Hace poco cumplí sesenta años. Jubilación, piernas que ya no responden, cansancio de la vida y de la gente… lo típico en mujeres que lo cargaron todo a sus espaldas, sin ayuda, sin un hombro masculino. En mis mejores años fui peluquera, un oficio nada fácil, sobre todo estando de pie todo el día y con una sonrisa pegada. Ahora la salud ya no es la misma, trabajo poco, casi solo para conocidas.
Mi marido lleva mucho tiempo fuera de mi vida. Nos divorciamos casi justo después de que naciera nuestro hijo. Mi ex resultó ser un holgazán inútil, que solo sabía fumar en casa y beber con sus amigos. Trabajar le parecía “cosa de gente superior”, pero vivir a mi costa se le daba de maravilla. Me fui de su lado sin remordimientos, respiré aliviada. Desde entonces, todo lo hice sola. Crié a mi hijo sin ayuda.

[Datos guardados]
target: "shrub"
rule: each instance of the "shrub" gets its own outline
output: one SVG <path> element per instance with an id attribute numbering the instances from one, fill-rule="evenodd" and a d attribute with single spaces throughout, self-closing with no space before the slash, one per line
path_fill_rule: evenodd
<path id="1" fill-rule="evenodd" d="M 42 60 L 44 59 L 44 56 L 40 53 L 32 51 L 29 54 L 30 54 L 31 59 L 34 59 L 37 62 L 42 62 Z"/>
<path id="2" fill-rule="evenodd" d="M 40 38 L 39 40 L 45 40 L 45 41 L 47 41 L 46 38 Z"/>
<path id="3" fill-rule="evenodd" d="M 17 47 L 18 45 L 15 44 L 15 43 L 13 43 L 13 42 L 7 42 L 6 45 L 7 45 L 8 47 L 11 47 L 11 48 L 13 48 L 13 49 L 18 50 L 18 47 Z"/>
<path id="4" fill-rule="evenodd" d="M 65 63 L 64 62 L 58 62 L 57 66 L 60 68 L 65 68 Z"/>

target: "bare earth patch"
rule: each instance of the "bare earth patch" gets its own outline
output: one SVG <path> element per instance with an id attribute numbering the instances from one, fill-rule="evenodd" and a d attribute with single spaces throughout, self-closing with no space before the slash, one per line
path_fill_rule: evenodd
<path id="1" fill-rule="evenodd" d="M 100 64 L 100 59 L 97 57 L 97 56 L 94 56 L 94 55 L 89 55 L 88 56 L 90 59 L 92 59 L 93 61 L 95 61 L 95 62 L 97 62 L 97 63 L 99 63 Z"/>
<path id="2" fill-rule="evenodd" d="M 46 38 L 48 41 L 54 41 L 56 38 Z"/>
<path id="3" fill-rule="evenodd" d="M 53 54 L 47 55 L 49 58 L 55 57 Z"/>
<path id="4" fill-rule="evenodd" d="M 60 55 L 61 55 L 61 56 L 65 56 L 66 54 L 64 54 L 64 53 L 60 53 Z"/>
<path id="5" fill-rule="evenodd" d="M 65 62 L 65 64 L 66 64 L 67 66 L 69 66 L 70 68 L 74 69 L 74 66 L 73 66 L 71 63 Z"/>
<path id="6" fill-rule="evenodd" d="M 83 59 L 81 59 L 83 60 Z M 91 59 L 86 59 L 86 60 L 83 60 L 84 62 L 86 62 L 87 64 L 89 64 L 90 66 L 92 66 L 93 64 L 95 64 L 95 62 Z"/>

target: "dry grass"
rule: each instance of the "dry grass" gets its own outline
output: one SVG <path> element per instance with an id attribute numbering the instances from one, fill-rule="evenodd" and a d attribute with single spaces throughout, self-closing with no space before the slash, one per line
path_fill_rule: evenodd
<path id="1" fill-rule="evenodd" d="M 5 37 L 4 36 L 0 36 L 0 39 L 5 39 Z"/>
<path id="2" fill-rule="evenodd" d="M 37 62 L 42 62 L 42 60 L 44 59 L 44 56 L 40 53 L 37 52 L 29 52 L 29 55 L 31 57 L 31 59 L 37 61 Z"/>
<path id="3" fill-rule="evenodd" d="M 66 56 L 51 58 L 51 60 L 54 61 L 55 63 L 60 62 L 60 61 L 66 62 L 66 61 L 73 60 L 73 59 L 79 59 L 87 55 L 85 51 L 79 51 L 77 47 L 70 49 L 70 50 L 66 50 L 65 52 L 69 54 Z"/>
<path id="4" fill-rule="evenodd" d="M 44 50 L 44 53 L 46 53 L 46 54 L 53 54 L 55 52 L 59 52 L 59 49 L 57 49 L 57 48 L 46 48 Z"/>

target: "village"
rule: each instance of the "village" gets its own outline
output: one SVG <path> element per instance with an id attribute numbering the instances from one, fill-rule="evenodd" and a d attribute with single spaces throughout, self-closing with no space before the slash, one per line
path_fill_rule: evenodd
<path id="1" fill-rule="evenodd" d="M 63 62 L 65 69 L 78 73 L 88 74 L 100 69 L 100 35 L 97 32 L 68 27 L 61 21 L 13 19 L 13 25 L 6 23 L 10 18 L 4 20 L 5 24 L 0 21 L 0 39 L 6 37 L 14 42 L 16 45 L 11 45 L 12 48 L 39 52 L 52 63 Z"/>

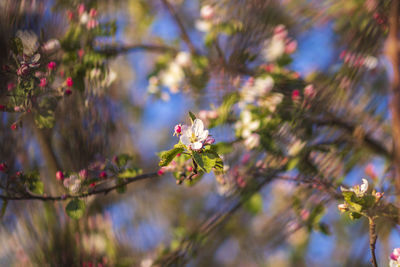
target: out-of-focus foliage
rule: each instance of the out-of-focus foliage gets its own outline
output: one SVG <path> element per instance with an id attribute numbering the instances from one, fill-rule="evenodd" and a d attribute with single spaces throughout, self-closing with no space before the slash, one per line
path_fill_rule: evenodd
<path id="1" fill-rule="evenodd" d="M 400 264 L 393 3 L 0 2 L 0 265 Z"/>

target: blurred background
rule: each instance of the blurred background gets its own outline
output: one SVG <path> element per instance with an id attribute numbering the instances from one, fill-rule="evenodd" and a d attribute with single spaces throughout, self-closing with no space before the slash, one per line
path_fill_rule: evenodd
<path id="1" fill-rule="evenodd" d="M 210 110 L 220 112 L 225 96 L 264 64 L 257 57 L 265 40 L 285 25 L 296 43 L 287 52 L 288 72 L 280 75 L 294 78 L 275 85 L 289 95 L 307 84 L 316 88 L 309 112 L 326 117 L 304 122 L 301 116 L 310 114 L 299 113 L 300 126 L 290 127 L 294 134 L 303 124 L 321 127 L 305 142 L 319 170 L 313 177 L 324 177 L 331 193 L 312 179 L 293 181 L 308 173 L 297 163 L 280 178 L 261 182 L 238 206 L 243 195 L 236 178 L 235 186 L 214 174 L 177 185 L 168 172 L 135 182 L 123 194 L 85 198 L 80 220 L 65 215 L 63 202 L 10 201 L 0 222 L 0 266 L 370 266 L 367 222 L 341 215 L 334 192 L 339 183 L 359 184 L 366 177 L 395 200 L 388 111 L 393 71 L 383 54 L 390 1 L 2 0 L 0 64 L 8 64 L 9 40 L 19 30 L 64 40 L 66 49 L 71 21 L 82 20 L 80 4 L 112 28 L 89 41 L 85 33 L 76 37 L 82 53 L 105 55 L 101 66 L 96 63 L 102 79 L 85 63 L 84 90 L 59 100 L 52 128 L 26 116 L 15 131 L 10 125 L 18 114 L 0 113 L 0 162 L 14 172 L 38 170 L 44 191 L 53 195 L 64 190 L 55 179 L 58 170 L 79 171 L 122 153 L 133 155 L 144 173 L 157 171 L 157 153 L 177 142 L 174 126 L 190 123 L 189 110 L 205 118 Z M 182 71 L 170 64 L 179 51 L 196 60 L 183 82 Z M 81 66 L 79 58 L 57 59 L 71 69 Z M 9 77 L 0 80 L 5 99 Z M 282 110 L 288 106 L 282 102 Z M 293 134 L 279 123 L 277 133 L 288 140 L 280 145 L 289 146 Z M 224 155 L 230 176 L 261 168 L 260 158 L 271 163 L 267 149 L 253 153 L 235 144 L 240 138 L 234 123 L 206 126 L 217 142 L 231 144 Z M 312 154 L 314 146 L 324 149 Z M 399 228 L 383 221 L 378 236 L 378 261 L 387 266 L 400 245 Z"/>

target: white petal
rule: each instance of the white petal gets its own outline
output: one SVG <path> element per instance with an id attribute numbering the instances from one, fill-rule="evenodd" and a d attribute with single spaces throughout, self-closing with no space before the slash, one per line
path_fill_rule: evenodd
<path id="1" fill-rule="evenodd" d="M 201 136 L 204 131 L 204 124 L 200 119 L 195 119 L 192 125 L 192 131 L 196 137 Z"/>
<path id="2" fill-rule="evenodd" d="M 203 133 L 198 136 L 199 141 L 204 141 L 208 137 L 208 130 L 203 131 Z"/>
<path id="3" fill-rule="evenodd" d="M 195 142 L 195 143 L 193 143 L 193 144 L 191 145 L 191 147 L 192 147 L 192 149 L 194 149 L 194 150 L 199 150 L 199 149 L 201 149 L 201 148 L 203 147 L 203 143 L 201 143 L 201 142 Z"/>
<path id="4" fill-rule="evenodd" d="M 367 179 L 362 179 L 363 183 L 360 187 L 361 193 L 365 193 L 368 190 L 368 180 Z"/>
<path id="5" fill-rule="evenodd" d="M 181 140 L 181 142 L 182 142 L 182 144 L 184 144 L 185 146 L 190 146 L 190 137 L 189 136 L 187 136 L 187 135 L 181 135 L 181 138 L 180 138 L 180 140 Z"/>

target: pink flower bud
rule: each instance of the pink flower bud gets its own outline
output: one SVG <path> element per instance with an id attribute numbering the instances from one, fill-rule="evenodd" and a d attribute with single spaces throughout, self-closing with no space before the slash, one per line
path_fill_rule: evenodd
<path id="1" fill-rule="evenodd" d="M 343 203 L 343 204 L 339 204 L 338 205 L 338 210 L 340 212 L 345 212 L 349 210 L 349 207 L 347 206 L 347 204 Z"/>
<path id="2" fill-rule="evenodd" d="M 67 78 L 66 83 L 68 87 L 72 87 L 74 85 L 74 81 L 72 80 L 71 77 Z"/>
<path id="3" fill-rule="evenodd" d="M 192 166 L 187 166 L 187 167 L 186 167 L 186 170 L 187 170 L 188 172 L 191 172 L 191 171 L 193 171 L 193 167 L 192 167 Z"/>
<path id="4" fill-rule="evenodd" d="M 62 171 L 57 171 L 56 172 L 56 179 L 58 181 L 63 181 L 64 180 L 64 173 Z"/>
<path id="5" fill-rule="evenodd" d="M 95 27 L 97 27 L 99 25 L 99 22 L 95 19 L 91 19 L 88 21 L 88 23 L 86 24 L 86 28 L 88 30 L 93 29 Z"/>
<path id="6" fill-rule="evenodd" d="M 71 94 L 72 94 L 72 90 L 71 89 L 69 89 L 69 88 L 65 89 L 64 95 L 69 96 Z"/>
<path id="7" fill-rule="evenodd" d="M 8 91 L 12 91 L 12 89 L 14 89 L 14 87 L 15 87 L 15 84 L 13 82 L 9 82 L 7 84 L 7 90 Z"/>
<path id="8" fill-rule="evenodd" d="M 304 96 L 309 99 L 315 97 L 315 90 L 312 84 L 309 84 L 304 88 Z"/>
<path id="9" fill-rule="evenodd" d="M 175 125 L 174 128 L 174 135 L 180 135 L 182 133 L 182 125 L 181 124 L 177 124 Z"/>
<path id="10" fill-rule="evenodd" d="M 297 101 L 299 98 L 300 98 L 300 91 L 296 89 L 292 92 L 292 100 Z"/>
<path id="11" fill-rule="evenodd" d="M 78 5 L 78 14 L 81 16 L 85 12 L 85 5 L 84 4 L 79 4 Z"/>
<path id="12" fill-rule="evenodd" d="M 375 197 L 376 197 L 376 201 L 379 201 L 381 198 L 383 198 L 383 195 L 384 195 L 385 193 L 381 193 L 381 192 L 376 192 L 375 193 Z"/>
<path id="13" fill-rule="evenodd" d="M 91 16 L 92 18 L 97 16 L 97 10 L 95 8 L 91 8 L 89 11 L 89 16 Z"/>
<path id="14" fill-rule="evenodd" d="M 47 68 L 49 70 L 54 70 L 56 68 L 56 63 L 54 61 L 50 61 L 49 64 L 47 64 Z"/>
<path id="15" fill-rule="evenodd" d="M 161 169 L 158 170 L 157 175 L 158 175 L 158 176 L 161 176 L 161 175 L 163 175 L 164 173 L 165 173 L 164 168 L 161 168 Z"/>
<path id="16" fill-rule="evenodd" d="M 79 176 L 80 176 L 82 179 L 87 179 L 87 178 L 88 178 L 88 171 L 87 171 L 86 169 L 81 170 L 81 171 L 79 172 Z"/>
<path id="17" fill-rule="evenodd" d="M 212 136 L 208 136 L 206 140 L 204 140 L 204 145 L 212 145 L 215 143 L 215 139 Z"/>
<path id="18" fill-rule="evenodd" d="M 46 78 L 42 78 L 40 79 L 40 84 L 39 87 L 45 87 L 47 85 L 47 79 Z"/>
<path id="19" fill-rule="evenodd" d="M 297 42 L 295 40 L 290 41 L 286 47 L 285 47 L 285 52 L 287 54 L 293 54 L 297 49 Z"/>
<path id="20" fill-rule="evenodd" d="M 82 48 L 78 50 L 78 57 L 80 59 L 82 59 L 83 55 L 85 54 L 85 50 L 83 50 Z"/>
<path id="21" fill-rule="evenodd" d="M 8 166 L 6 163 L 0 163 L 0 172 L 6 172 L 8 169 Z"/>
<path id="22" fill-rule="evenodd" d="M 29 66 L 28 64 L 22 64 L 21 67 L 18 68 L 17 70 L 17 75 L 18 76 L 25 76 L 29 73 Z"/>
<path id="23" fill-rule="evenodd" d="M 74 18 L 74 13 L 71 10 L 67 10 L 67 18 L 69 21 Z"/>

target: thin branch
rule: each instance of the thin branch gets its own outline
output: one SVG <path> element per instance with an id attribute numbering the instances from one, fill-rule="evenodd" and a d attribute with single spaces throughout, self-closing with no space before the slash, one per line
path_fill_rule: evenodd
<path id="1" fill-rule="evenodd" d="M 29 193 L 28 195 L 24 196 L 5 196 L 5 195 L 0 195 L 0 199 L 3 200 L 41 200 L 41 201 L 64 201 L 67 199 L 76 199 L 76 198 L 84 198 L 88 197 L 91 195 L 97 195 L 97 194 L 108 194 L 109 192 L 116 190 L 122 186 L 128 185 L 133 182 L 137 182 L 140 180 L 148 179 L 148 178 L 155 178 L 159 177 L 157 173 L 147 173 L 147 174 L 142 174 L 142 175 L 137 175 L 135 177 L 131 178 L 126 178 L 124 179 L 123 183 L 115 184 L 110 187 L 105 187 L 105 188 L 100 188 L 100 189 L 94 189 L 89 192 L 81 193 L 79 195 L 71 195 L 71 194 L 65 194 L 61 196 L 46 196 L 46 195 L 34 195 Z"/>
<path id="2" fill-rule="evenodd" d="M 145 50 L 147 52 L 155 53 L 177 53 L 177 49 L 166 46 L 166 45 L 156 45 L 156 44 L 131 44 L 131 45 L 115 45 L 115 46 L 104 46 L 98 47 L 97 52 L 108 55 L 115 56 L 124 53 L 137 52 Z"/>
<path id="3" fill-rule="evenodd" d="M 161 0 L 161 2 L 168 9 L 169 13 L 172 15 L 172 17 L 175 19 L 176 23 L 178 24 L 179 30 L 181 32 L 181 38 L 186 43 L 186 45 L 189 47 L 190 52 L 192 54 L 197 54 L 196 48 L 194 47 L 192 41 L 190 40 L 189 35 L 187 34 L 187 31 L 185 29 L 185 26 L 183 25 L 183 22 L 182 22 L 181 18 L 178 16 L 178 13 L 174 9 L 174 7 L 168 2 L 168 0 Z"/>
<path id="4" fill-rule="evenodd" d="M 376 225 L 373 218 L 368 217 L 368 220 L 369 220 L 369 248 L 371 250 L 371 256 L 372 256 L 371 262 L 374 265 L 374 267 L 378 267 L 375 255 L 375 245 L 376 245 L 376 240 L 378 239 L 375 229 Z"/>

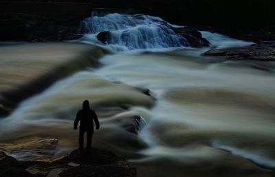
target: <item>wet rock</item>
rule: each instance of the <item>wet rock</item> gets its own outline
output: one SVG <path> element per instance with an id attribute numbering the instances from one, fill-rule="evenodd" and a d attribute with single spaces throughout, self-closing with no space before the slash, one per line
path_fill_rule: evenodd
<path id="1" fill-rule="evenodd" d="M 15 158 L 0 152 L 0 176 L 35 176 L 25 170 L 25 165 Z"/>
<path id="2" fill-rule="evenodd" d="M 98 35 L 96 35 L 96 37 L 100 42 L 106 44 L 110 38 L 110 32 L 109 31 L 100 32 Z"/>
<path id="3" fill-rule="evenodd" d="M 80 165 L 69 167 L 59 174 L 60 177 L 74 176 L 135 176 L 136 169 L 115 154 L 92 149 L 90 155 L 76 149 L 60 162 L 72 161 Z"/>
<path id="4" fill-rule="evenodd" d="M 228 60 L 275 61 L 275 42 L 261 43 L 246 48 L 213 49 L 204 54 L 223 56 Z"/>
<path id="5" fill-rule="evenodd" d="M 30 42 L 56 41 L 79 39 L 79 17 L 27 12 L 0 12 L 1 40 Z"/>
<path id="6" fill-rule="evenodd" d="M 202 34 L 193 27 L 173 28 L 173 31 L 185 38 L 192 48 L 208 47 L 210 42 L 202 37 Z"/>
<path id="7" fill-rule="evenodd" d="M 76 165 L 69 165 L 74 164 Z M 0 152 L 0 176 L 136 176 L 136 169 L 115 154 L 97 149 L 76 149 L 52 162 L 18 161 Z"/>

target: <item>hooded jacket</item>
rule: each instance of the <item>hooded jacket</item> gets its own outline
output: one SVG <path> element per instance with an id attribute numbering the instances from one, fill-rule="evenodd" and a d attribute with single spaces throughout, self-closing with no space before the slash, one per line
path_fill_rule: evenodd
<path id="1" fill-rule="evenodd" d="M 99 129 L 99 121 L 95 112 L 90 109 L 89 101 L 85 100 L 82 104 L 83 108 L 78 111 L 74 123 L 74 128 L 77 129 L 78 122 L 80 122 L 80 131 L 93 131 L 94 121 L 96 123 L 96 129 Z"/>

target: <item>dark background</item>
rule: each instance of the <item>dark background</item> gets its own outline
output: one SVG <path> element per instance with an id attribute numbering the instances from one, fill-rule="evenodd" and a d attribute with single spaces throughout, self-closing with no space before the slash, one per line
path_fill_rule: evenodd
<path id="1" fill-rule="evenodd" d="M 54 4 L 56 2 L 60 3 Z M 36 6 L 32 6 L 32 3 L 36 3 Z M 79 5 L 82 3 L 88 3 L 91 6 Z M 170 23 L 193 25 L 232 35 L 275 33 L 274 0 L 0 0 L 0 26 L 6 27 L 6 30 L 0 30 L 2 32 L 0 39 L 12 38 L 12 35 L 12 35 L 9 30 L 15 32 L 13 30 L 14 28 L 18 28 L 19 34 L 23 31 L 24 34 L 18 36 L 22 37 L 25 35 L 23 39 L 25 39 L 25 35 L 34 33 L 28 33 L 32 27 L 28 27 L 32 24 L 34 28 L 39 28 L 38 25 L 34 24 L 37 23 L 36 19 L 41 21 L 39 25 L 54 26 L 46 30 L 54 36 L 55 32 L 51 30 L 58 28 L 58 24 L 63 28 L 70 29 L 67 31 L 63 29 L 67 34 L 75 32 L 79 21 L 89 17 L 92 8 L 132 8 L 137 13 L 158 16 Z M 23 14 L 19 15 L 19 13 Z M 16 26 L 12 23 L 21 24 Z M 60 34 L 63 35 L 62 34 L 65 33 Z M 45 35 L 47 36 L 46 34 Z M 270 35 L 263 39 L 269 37 L 272 38 Z"/>

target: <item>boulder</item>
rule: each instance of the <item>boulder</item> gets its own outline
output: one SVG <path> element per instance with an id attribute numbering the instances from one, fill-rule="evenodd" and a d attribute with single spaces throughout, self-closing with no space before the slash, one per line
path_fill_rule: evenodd
<path id="1" fill-rule="evenodd" d="M 275 42 L 261 43 L 246 48 L 213 49 L 204 55 L 223 56 L 228 60 L 275 61 Z"/>
<path id="2" fill-rule="evenodd" d="M 110 38 L 110 32 L 109 31 L 103 31 L 100 32 L 100 33 L 96 35 L 98 39 L 104 44 L 108 41 L 109 39 Z"/>
<path id="3" fill-rule="evenodd" d="M 122 158 L 92 148 L 90 153 L 72 151 L 53 161 L 18 161 L 0 152 L 0 176 L 15 177 L 136 176 L 136 169 Z"/>
<path id="4" fill-rule="evenodd" d="M 173 28 L 177 34 L 185 38 L 192 48 L 208 47 L 210 42 L 202 37 L 201 33 L 193 27 Z"/>
<path id="5" fill-rule="evenodd" d="M 25 167 L 15 158 L 0 152 L 0 176 L 5 177 L 31 177 L 34 175 L 25 170 Z"/>

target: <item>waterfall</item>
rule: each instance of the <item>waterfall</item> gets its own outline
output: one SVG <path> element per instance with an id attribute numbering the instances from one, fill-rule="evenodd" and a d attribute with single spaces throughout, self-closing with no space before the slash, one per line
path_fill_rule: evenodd
<path id="1" fill-rule="evenodd" d="M 96 35 L 108 32 L 106 44 L 115 50 L 183 48 L 188 43 L 172 30 L 172 25 L 160 17 L 143 14 L 109 14 L 84 20 L 83 41 L 103 45 Z"/>

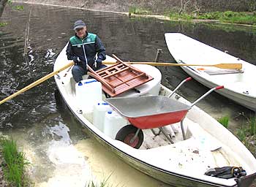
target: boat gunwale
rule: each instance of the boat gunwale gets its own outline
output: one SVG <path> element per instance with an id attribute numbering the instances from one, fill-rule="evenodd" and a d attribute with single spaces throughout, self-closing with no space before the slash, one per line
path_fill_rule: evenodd
<path id="1" fill-rule="evenodd" d="M 54 78 L 56 79 L 56 82 L 57 83 L 57 80 L 56 78 L 56 77 L 54 77 Z M 178 173 L 176 173 L 174 172 L 171 172 L 171 171 L 167 171 L 166 169 L 162 169 L 162 168 L 159 168 L 159 167 L 157 167 L 156 166 L 154 166 L 154 165 L 151 165 L 151 164 L 148 164 L 147 162 L 145 162 L 139 159 L 137 159 L 136 157 L 135 156 L 132 156 L 132 155 L 129 155 L 127 153 L 121 150 L 121 149 L 119 149 L 118 148 L 117 148 L 116 146 L 113 145 L 113 144 L 111 144 L 110 142 L 109 142 L 108 140 L 106 140 L 105 139 L 104 139 L 103 137 L 100 137 L 97 133 L 96 133 L 94 130 L 92 130 L 88 125 L 86 125 L 84 121 L 83 121 L 82 119 L 80 119 L 80 118 L 79 116 L 77 115 L 77 114 L 72 110 L 71 107 L 69 105 L 69 104 L 67 103 L 67 102 L 66 101 L 65 98 L 63 96 L 63 94 L 61 91 L 61 89 L 59 88 L 59 84 L 56 83 L 57 85 L 57 87 L 58 87 L 58 89 L 59 91 L 59 93 L 61 94 L 61 97 L 62 99 L 64 100 L 66 104 L 67 105 L 69 110 L 72 112 L 72 113 L 73 113 L 73 115 L 75 116 L 75 118 L 80 121 L 80 123 L 83 125 L 83 126 L 86 127 L 88 130 L 89 130 L 89 131 L 91 132 L 91 134 L 93 134 L 94 136 L 94 138 L 96 138 L 96 139 L 99 139 L 100 140 L 100 142 L 103 142 L 105 144 L 107 144 L 108 145 L 108 147 L 110 148 L 114 148 L 116 150 L 117 150 L 118 152 L 119 152 L 120 153 L 129 157 L 129 159 L 135 161 L 138 161 L 140 162 L 141 164 L 143 164 L 145 165 L 146 167 L 150 167 L 150 168 L 152 168 L 153 169 L 156 169 L 157 170 L 158 172 L 164 172 L 167 175 L 173 175 L 173 176 L 175 176 L 175 177 L 177 177 L 177 178 L 182 178 L 184 179 L 186 179 L 186 180 L 192 180 L 193 182 L 197 182 L 197 183 L 200 183 L 202 184 L 206 184 L 206 185 L 214 185 L 214 186 L 215 187 L 238 187 L 238 183 L 236 182 L 236 180 L 234 180 L 234 181 L 236 183 L 236 184 L 235 185 L 233 185 L 233 186 L 227 186 L 227 185 L 223 185 L 223 184 L 219 184 L 219 183 L 213 183 L 213 182 L 211 182 L 211 181 L 207 181 L 207 180 L 200 180 L 200 179 L 198 179 L 198 178 L 193 178 L 193 177 L 189 177 L 189 176 L 186 176 L 186 175 L 184 175 L 182 174 L 178 174 Z M 161 87 L 165 87 L 163 86 L 162 84 L 161 84 Z M 176 94 L 176 95 L 178 95 L 177 94 Z M 91 124 L 92 125 L 92 124 Z M 96 136 L 95 136 L 96 135 Z M 102 143 L 101 143 L 102 145 Z M 125 161 L 125 160 L 121 158 L 118 154 L 118 156 L 119 158 L 121 158 L 121 159 L 122 159 L 123 161 Z M 130 164 L 129 164 L 130 165 Z M 144 173 L 144 172 L 143 172 Z M 152 177 L 152 176 L 151 176 Z"/>

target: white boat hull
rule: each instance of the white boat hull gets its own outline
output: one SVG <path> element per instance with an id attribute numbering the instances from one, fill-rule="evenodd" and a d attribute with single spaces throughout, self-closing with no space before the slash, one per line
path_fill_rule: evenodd
<path id="1" fill-rule="evenodd" d="M 64 49 L 55 62 L 55 70 L 65 65 L 65 63 L 68 63 L 66 58 Z M 140 66 L 143 67 L 145 65 Z M 151 68 L 153 69 L 153 67 Z M 222 166 L 229 163 L 229 164 L 242 166 L 248 175 L 256 172 L 256 160 L 245 146 L 232 133 L 196 106 L 189 110 L 184 121 L 185 124 L 189 125 L 189 123 L 187 128 L 187 134 L 189 137 L 187 140 L 179 141 L 178 137 L 181 137 L 181 134 L 178 134 L 178 140 L 175 144 L 169 145 L 170 142 L 166 143 L 165 140 L 163 142 L 165 144 L 162 146 L 159 147 L 160 142 L 157 142 L 156 144 L 152 143 L 153 147 L 149 149 L 138 150 L 122 142 L 111 139 L 94 126 L 91 120 L 90 121 L 89 117 L 85 117 L 85 114 L 81 114 L 79 112 L 73 88 L 75 82 L 72 77 L 70 69 L 56 75 L 55 80 L 65 103 L 80 123 L 89 130 L 91 137 L 132 167 L 157 180 L 174 186 L 238 186 L 233 179 L 223 180 L 204 175 L 203 173 L 208 168 L 208 164 Z M 162 95 L 167 96 L 171 93 L 171 91 L 162 86 L 161 93 Z M 173 99 L 178 99 L 187 104 L 190 104 L 176 94 L 173 95 Z M 204 130 L 206 129 L 207 133 Z M 143 132 L 147 137 L 148 134 L 145 134 L 147 131 L 143 131 Z M 218 148 L 211 151 L 210 148 L 207 146 L 207 148 L 203 148 L 203 151 L 197 153 L 192 153 L 189 149 L 184 149 L 187 148 L 186 146 L 189 146 L 189 148 L 192 146 L 192 148 L 195 146 L 197 147 L 200 142 L 195 138 L 198 137 L 197 134 L 201 134 L 201 133 L 202 134 L 206 134 L 205 137 L 211 142 L 208 145 L 209 147 L 218 142 L 217 143 Z M 217 137 L 219 140 L 214 137 Z M 227 142 L 227 138 L 229 140 Z M 148 140 L 154 141 L 151 137 L 149 137 L 148 140 L 144 140 L 144 141 Z M 220 147 L 219 144 L 221 145 Z M 236 149 L 238 150 L 236 150 Z M 235 150 L 236 152 L 233 152 Z M 226 155 L 227 158 L 224 157 L 223 155 Z M 193 158 L 195 156 L 195 158 L 191 160 L 189 156 Z M 208 156 L 210 157 L 208 159 Z M 188 159 L 190 159 L 189 162 L 187 160 Z M 171 159 L 172 161 L 170 161 Z M 206 163 L 203 163 L 204 159 Z M 203 172 L 202 172 L 202 171 Z"/>

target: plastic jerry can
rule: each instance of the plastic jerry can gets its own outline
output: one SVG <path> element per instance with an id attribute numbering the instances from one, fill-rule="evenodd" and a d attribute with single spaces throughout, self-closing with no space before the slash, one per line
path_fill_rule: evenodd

● **TU TAREA**:
Transcribe palabra por palabra el relato sobre la jubilación y el divorcio, desde "Hace poco cumplí" hasta "hijo sin ayuda.", ambos incluidos. Los ítems no hacen falta para resolver nada aquí.

● **ESPACIO DE RESPUESTA**:
Hace poco cumplí sesenta años. Jubilación, piernas que ya no responden, cansancio de la vida y de la gente… lo típico en mujeres que lo cargaron todo a sus espaldas, sin ayuda, sin un hombro masculino. En mis mejores años fui peluquera, un oficio nada fácil, sobre todo estando de pie todo el día y con una sonrisa pegada. Ahora la salud ya no es la misma, trabajo poco, casi solo para conocidas.
Mi marido lleva mucho tiempo fuera de mi vida. Nos divorciamos casi justo después de que naciera nuestro hijo. Mi ex resultó ser un holgazán inútil, que solo sabía fumar en casa y beber con sus amigos. Trabajar le parecía “cosa de gente superior”, pero vivir a mi costa se le daba de maravilla. Me fui de su lado sin remordimientos, respiré aliviada. Desde entonces, todo lo hice sola. Crié a mi hijo sin ayuda.